'''
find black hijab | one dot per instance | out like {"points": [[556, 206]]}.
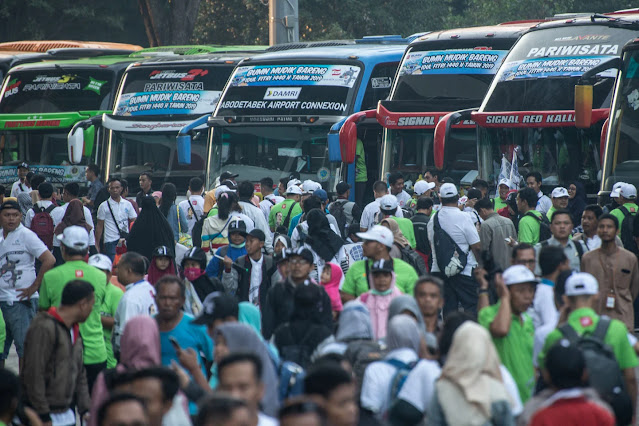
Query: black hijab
{"points": [[321, 237], [150, 230]]}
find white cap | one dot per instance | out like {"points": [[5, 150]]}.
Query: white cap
{"points": [[75, 237], [388, 202], [559, 192], [581, 283], [628, 190], [378, 233], [518, 274], [294, 189], [101, 261], [448, 190], [422, 186]]}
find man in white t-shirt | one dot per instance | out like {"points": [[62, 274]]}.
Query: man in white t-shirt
{"points": [[194, 205], [20, 185], [139, 297], [19, 249], [370, 213], [114, 217]]}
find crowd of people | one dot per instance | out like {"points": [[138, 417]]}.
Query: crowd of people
{"points": [[279, 304]]}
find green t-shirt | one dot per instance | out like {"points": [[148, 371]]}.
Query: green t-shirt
{"points": [[54, 282], [529, 229], [355, 281], [632, 208], [279, 211], [586, 320], [111, 299], [361, 174], [516, 349]]}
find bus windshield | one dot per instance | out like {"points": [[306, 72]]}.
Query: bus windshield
{"points": [[255, 152], [178, 89], [57, 90], [289, 90]]}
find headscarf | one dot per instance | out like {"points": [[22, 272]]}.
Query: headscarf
{"points": [[398, 237], [473, 366], [332, 287], [73, 216], [577, 204], [403, 332], [150, 230], [321, 238], [354, 323], [242, 338]]}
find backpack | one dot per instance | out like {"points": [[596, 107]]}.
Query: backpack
{"points": [[544, 226], [604, 373], [42, 224], [413, 258], [627, 227]]}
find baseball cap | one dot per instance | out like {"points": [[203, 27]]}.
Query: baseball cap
{"points": [[422, 186], [388, 202], [628, 190], [342, 187], [257, 233], [74, 237], [581, 283], [101, 261], [217, 305], [518, 274], [559, 192], [378, 233], [448, 190]]}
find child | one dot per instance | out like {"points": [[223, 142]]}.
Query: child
{"points": [[331, 279], [382, 291], [162, 264]]}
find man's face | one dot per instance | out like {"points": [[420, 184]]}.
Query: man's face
{"points": [[521, 296], [531, 182], [397, 187], [341, 406], [589, 222], [607, 230], [561, 226], [126, 413], [169, 301], [526, 258], [239, 381], [10, 219], [429, 299]]}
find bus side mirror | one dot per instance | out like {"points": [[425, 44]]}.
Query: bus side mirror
{"points": [[583, 106]]}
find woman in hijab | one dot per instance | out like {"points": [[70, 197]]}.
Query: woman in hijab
{"points": [[150, 230], [399, 241], [236, 337], [470, 390]]}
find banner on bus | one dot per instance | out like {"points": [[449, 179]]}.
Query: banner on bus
{"points": [[296, 75], [452, 62]]}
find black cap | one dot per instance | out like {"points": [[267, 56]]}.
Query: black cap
{"points": [[217, 305], [342, 187], [258, 233]]}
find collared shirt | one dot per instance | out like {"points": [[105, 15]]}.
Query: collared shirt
{"points": [[515, 349], [618, 277]]}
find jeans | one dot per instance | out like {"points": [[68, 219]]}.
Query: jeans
{"points": [[17, 317]]}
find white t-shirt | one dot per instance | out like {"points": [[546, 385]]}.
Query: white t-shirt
{"points": [[122, 211], [198, 205], [18, 188], [369, 215], [18, 253], [461, 229]]}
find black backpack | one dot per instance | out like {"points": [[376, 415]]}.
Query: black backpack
{"points": [[604, 372], [544, 226], [627, 230]]}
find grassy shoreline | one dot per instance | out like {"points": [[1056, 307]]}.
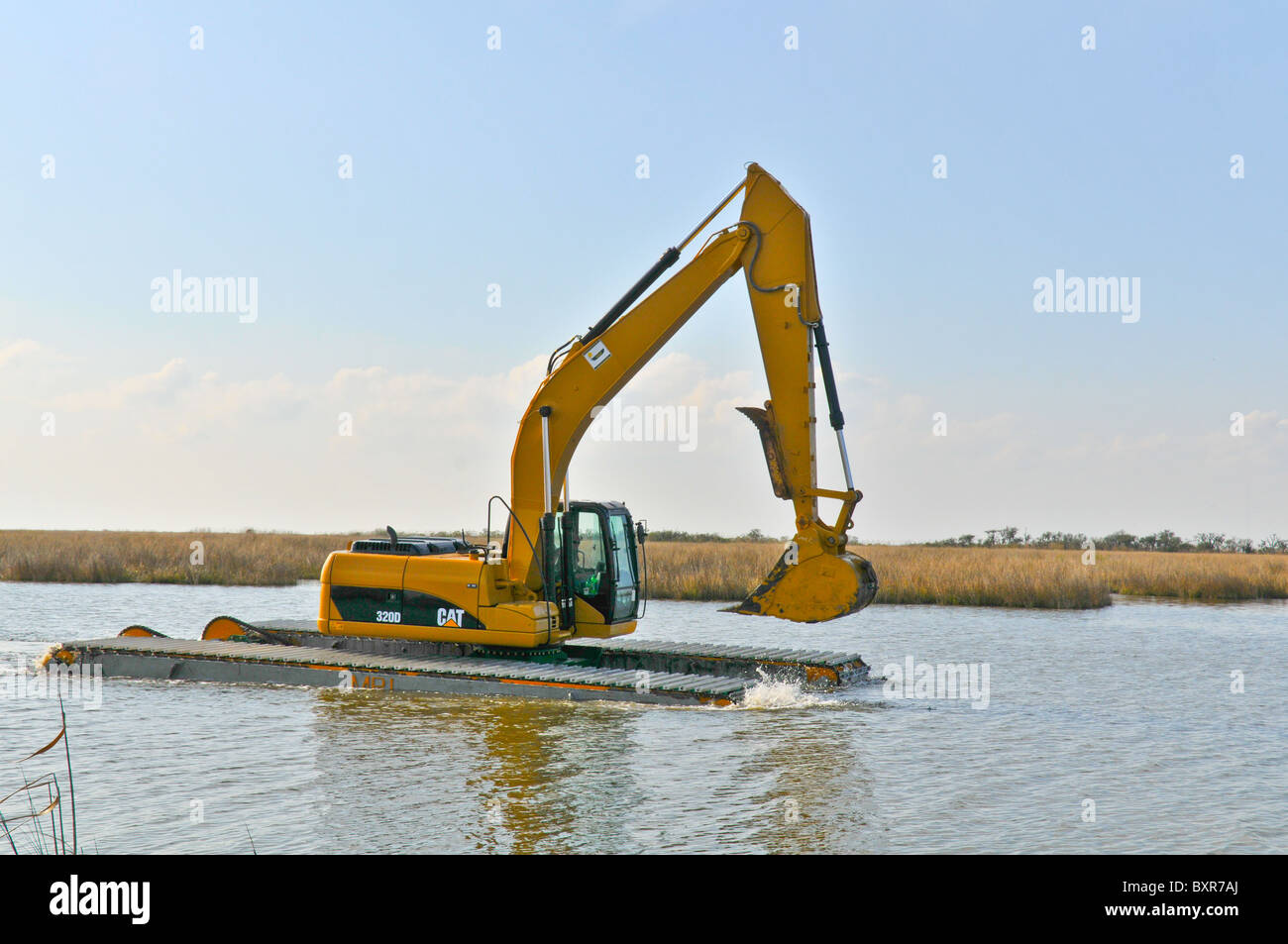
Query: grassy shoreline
{"points": [[1020, 577]]}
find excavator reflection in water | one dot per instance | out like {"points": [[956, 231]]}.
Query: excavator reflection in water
{"points": [[572, 570]]}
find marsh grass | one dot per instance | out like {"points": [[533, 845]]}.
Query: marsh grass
{"points": [[960, 576], [681, 571], [130, 557]]}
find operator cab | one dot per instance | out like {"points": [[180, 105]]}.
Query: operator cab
{"points": [[595, 558]]}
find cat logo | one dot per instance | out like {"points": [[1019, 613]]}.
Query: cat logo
{"points": [[451, 617]]}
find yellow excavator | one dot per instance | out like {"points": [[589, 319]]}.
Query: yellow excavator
{"points": [[572, 569]]}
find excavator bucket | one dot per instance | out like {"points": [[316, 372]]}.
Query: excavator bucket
{"points": [[812, 590]]}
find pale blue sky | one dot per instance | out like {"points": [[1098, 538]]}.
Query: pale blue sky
{"points": [[518, 167]]}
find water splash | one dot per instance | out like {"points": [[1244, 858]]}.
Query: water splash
{"points": [[776, 693]]}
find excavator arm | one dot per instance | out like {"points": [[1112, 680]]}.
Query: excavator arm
{"points": [[815, 578]]}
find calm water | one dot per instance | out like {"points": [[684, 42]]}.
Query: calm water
{"points": [[1129, 707]]}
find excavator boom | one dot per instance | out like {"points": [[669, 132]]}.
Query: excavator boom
{"points": [[815, 578]]}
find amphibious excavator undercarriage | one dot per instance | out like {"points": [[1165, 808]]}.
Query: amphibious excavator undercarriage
{"points": [[570, 572]]}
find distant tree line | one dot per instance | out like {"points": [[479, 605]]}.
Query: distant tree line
{"points": [[1163, 540], [755, 535]]}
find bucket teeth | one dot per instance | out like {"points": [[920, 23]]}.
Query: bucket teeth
{"points": [[812, 590]]}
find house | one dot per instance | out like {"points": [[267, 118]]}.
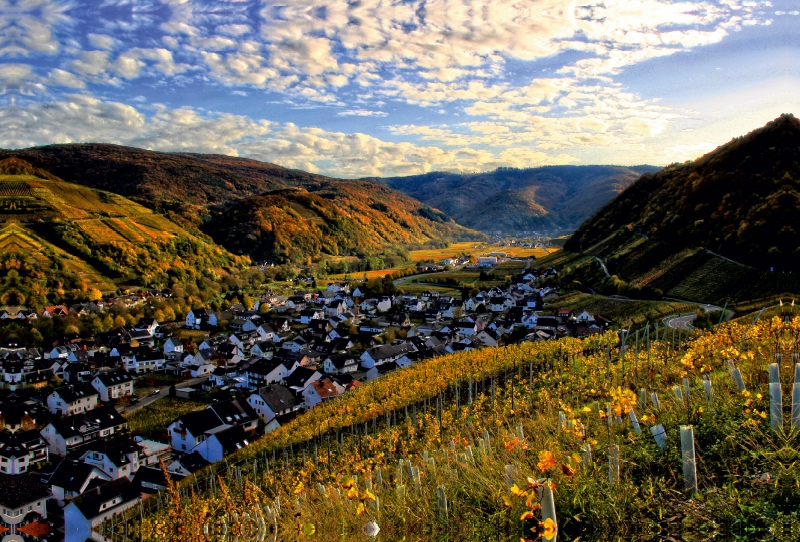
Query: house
{"points": [[22, 498], [172, 345], [272, 401], [72, 477], [339, 364], [68, 433], [321, 390], [336, 307], [222, 442], [113, 384], [307, 315], [147, 324], [301, 378], [82, 514], [196, 318], [267, 371], [151, 480], [116, 457], [190, 430], [21, 450], [384, 353], [72, 399]]}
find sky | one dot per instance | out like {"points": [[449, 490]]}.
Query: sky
{"points": [[356, 88]]}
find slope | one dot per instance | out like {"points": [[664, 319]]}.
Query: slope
{"points": [[741, 201], [59, 240], [508, 199], [199, 190], [469, 446]]}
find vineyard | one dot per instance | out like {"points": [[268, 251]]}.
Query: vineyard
{"points": [[671, 437]]}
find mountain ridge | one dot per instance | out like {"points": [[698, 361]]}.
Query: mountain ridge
{"points": [[512, 199], [741, 201]]}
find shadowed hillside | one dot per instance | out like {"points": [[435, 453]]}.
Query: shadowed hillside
{"points": [[510, 199], [741, 201], [211, 191]]}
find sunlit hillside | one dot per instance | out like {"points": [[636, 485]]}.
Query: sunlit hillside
{"points": [[674, 439]]}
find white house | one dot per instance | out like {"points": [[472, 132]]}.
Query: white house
{"points": [[321, 390], [173, 345], [113, 384], [272, 401], [68, 433], [72, 399], [82, 514], [384, 354], [196, 318]]}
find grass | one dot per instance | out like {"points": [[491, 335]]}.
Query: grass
{"points": [[528, 425], [151, 421], [625, 312]]}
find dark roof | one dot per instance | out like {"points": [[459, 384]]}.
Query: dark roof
{"points": [[232, 439], [234, 412], [71, 475], [390, 351], [193, 462], [278, 397], [201, 421], [100, 418], [73, 393], [299, 377], [117, 376], [18, 444], [153, 475], [90, 502], [21, 489]]}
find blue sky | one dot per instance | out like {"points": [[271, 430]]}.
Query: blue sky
{"points": [[399, 87]]}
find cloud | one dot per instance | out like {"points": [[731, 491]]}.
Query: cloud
{"points": [[83, 117], [361, 113]]}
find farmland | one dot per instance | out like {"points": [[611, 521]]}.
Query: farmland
{"points": [[486, 436]]}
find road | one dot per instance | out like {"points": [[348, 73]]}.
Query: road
{"points": [[163, 392], [685, 322]]}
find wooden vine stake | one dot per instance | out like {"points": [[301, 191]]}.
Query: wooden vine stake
{"points": [[775, 406], [689, 459], [548, 504]]}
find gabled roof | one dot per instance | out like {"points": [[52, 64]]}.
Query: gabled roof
{"points": [[90, 502], [232, 439], [234, 412], [100, 418], [299, 377], [75, 392], [71, 475], [201, 421], [112, 378], [278, 397], [325, 388], [20, 490]]}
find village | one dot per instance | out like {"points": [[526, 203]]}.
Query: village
{"points": [[66, 451]]}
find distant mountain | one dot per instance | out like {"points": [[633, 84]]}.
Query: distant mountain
{"points": [[211, 192], [59, 240], [741, 201], [508, 199]]}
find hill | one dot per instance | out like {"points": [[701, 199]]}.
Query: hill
{"points": [[491, 444], [741, 201], [211, 192], [509, 199], [61, 240]]}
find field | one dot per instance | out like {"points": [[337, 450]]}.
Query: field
{"points": [[525, 442], [625, 312], [151, 421]]}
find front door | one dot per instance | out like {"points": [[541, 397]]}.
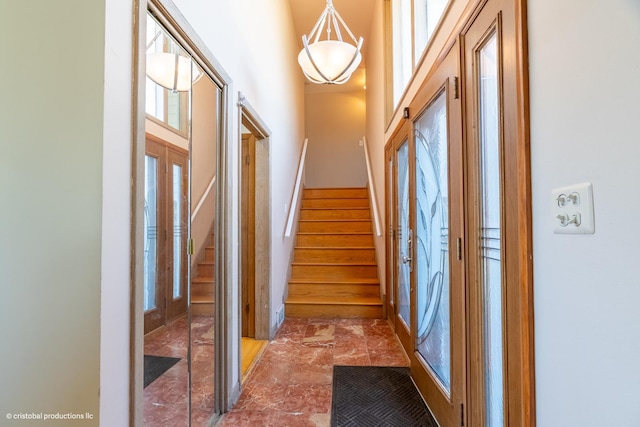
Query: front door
{"points": [[165, 231], [438, 361], [427, 219]]}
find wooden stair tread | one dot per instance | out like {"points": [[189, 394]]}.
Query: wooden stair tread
{"points": [[337, 264], [337, 208], [337, 248], [334, 233], [364, 281], [335, 300]]}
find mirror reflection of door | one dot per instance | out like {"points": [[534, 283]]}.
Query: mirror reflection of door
{"points": [[165, 234], [248, 235]]}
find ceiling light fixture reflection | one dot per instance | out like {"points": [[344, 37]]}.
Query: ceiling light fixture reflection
{"points": [[171, 70], [330, 61]]}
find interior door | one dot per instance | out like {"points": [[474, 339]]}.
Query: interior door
{"points": [[248, 236], [438, 365]]}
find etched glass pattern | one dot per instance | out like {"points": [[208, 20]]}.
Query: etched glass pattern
{"points": [[150, 232], [403, 234], [177, 231], [432, 240], [490, 238]]}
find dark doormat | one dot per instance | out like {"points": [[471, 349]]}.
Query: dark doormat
{"points": [[154, 366], [377, 396]]}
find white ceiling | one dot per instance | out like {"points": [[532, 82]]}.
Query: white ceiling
{"points": [[357, 14]]}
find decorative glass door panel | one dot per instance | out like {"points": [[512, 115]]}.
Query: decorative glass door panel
{"points": [[154, 248], [403, 236], [176, 241], [490, 231], [150, 233], [178, 232], [433, 330]]}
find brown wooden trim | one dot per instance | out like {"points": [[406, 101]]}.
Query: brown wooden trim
{"points": [[165, 143]]}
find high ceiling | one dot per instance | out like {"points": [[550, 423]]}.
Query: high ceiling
{"points": [[357, 14]]}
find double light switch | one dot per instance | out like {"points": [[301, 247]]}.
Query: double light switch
{"points": [[573, 209]]}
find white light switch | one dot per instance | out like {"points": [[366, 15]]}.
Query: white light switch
{"points": [[573, 209]]}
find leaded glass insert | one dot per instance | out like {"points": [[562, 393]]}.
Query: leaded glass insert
{"points": [[432, 241]]}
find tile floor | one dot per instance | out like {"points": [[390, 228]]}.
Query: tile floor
{"points": [[291, 384], [166, 399]]}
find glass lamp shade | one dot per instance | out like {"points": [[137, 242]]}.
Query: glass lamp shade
{"points": [[333, 58], [162, 69]]}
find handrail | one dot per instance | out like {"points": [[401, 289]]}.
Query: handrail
{"points": [[296, 191], [202, 199], [372, 190]]}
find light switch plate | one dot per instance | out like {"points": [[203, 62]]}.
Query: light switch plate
{"points": [[573, 209]]}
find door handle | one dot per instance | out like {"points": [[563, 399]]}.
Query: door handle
{"points": [[406, 259]]}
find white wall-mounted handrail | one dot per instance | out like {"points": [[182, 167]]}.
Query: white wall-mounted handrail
{"points": [[293, 207], [372, 190], [203, 198]]}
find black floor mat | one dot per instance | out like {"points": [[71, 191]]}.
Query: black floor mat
{"points": [[377, 396], [154, 366]]}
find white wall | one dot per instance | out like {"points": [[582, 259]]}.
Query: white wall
{"points": [[585, 63], [53, 146], [115, 322], [335, 122], [375, 123]]}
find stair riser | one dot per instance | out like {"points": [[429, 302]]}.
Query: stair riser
{"points": [[334, 226], [335, 240], [320, 214], [206, 270], [203, 309], [201, 289], [335, 203], [324, 290], [333, 311], [335, 255], [323, 273]]}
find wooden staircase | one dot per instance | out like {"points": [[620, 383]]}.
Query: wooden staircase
{"points": [[202, 285], [334, 270]]}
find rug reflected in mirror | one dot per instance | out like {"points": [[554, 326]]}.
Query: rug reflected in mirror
{"points": [[154, 366]]}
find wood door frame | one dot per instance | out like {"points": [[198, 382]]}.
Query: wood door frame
{"points": [[508, 19], [400, 136]]}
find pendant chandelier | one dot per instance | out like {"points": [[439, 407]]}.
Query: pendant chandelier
{"points": [[169, 66], [330, 61]]}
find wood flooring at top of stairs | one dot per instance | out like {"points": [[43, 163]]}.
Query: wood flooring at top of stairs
{"points": [[334, 271]]}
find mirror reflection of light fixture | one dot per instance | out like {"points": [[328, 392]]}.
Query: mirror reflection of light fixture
{"points": [[170, 69], [329, 61]]}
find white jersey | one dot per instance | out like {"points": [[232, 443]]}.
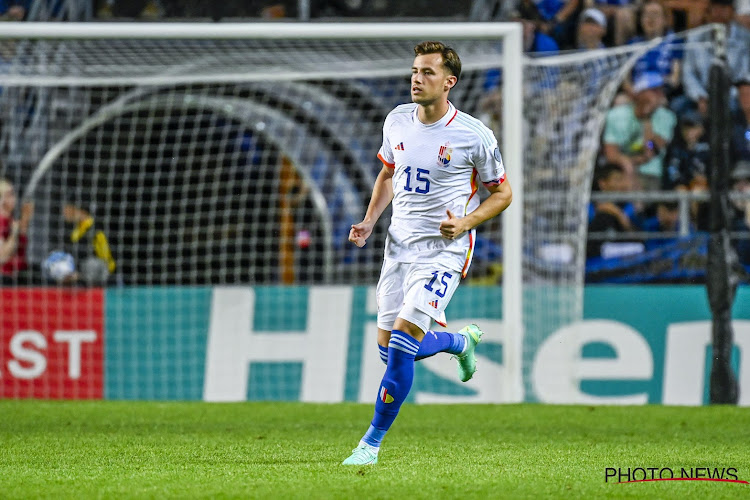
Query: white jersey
{"points": [[435, 169]]}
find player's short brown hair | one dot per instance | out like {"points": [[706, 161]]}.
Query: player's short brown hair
{"points": [[451, 61]]}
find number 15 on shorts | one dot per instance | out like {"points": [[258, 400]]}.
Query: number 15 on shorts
{"points": [[441, 287]]}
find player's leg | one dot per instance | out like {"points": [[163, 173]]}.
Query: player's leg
{"points": [[432, 343], [384, 336], [390, 298], [434, 292], [394, 387], [390, 294]]}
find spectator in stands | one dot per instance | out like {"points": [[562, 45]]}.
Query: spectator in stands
{"points": [[663, 59], [558, 18], [13, 239], [636, 135], [687, 162], [89, 246], [742, 13], [699, 54], [741, 125], [666, 220], [621, 15], [740, 218], [14, 10], [609, 216], [144, 9], [592, 26], [534, 40]]}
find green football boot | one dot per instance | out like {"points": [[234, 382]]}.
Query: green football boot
'''
**WHAT TO WORK ON**. Return the lines above, from the one containing "find number 15" to the end, exactly as they stand.

**SOLVED EXERCISE**.
find number 15 on shorts | one dot per instance | out like {"points": [[258, 400]]}.
Query: number 15 on shorts
{"points": [[441, 287]]}
find player's leg | one dot per instance | out like {"points": [[163, 173]]}.
Query: player's leg
{"points": [[432, 343], [384, 336], [390, 298], [434, 292], [394, 387], [390, 294]]}
find spectator in stands | one dot per instance | out like {"points": [[562, 45]]}.
Query: spectator in stands
{"points": [[663, 59], [558, 18], [13, 239], [636, 135], [687, 162], [89, 246], [742, 13], [699, 54], [741, 125], [666, 220], [621, 15], [740, 218], [14, 10], [609, 216], [144, 9], [592, 26], [534, 40]]}
find green football boot | one dot per instance | out like {"points": [[234, 382]]}.
Query: green football boot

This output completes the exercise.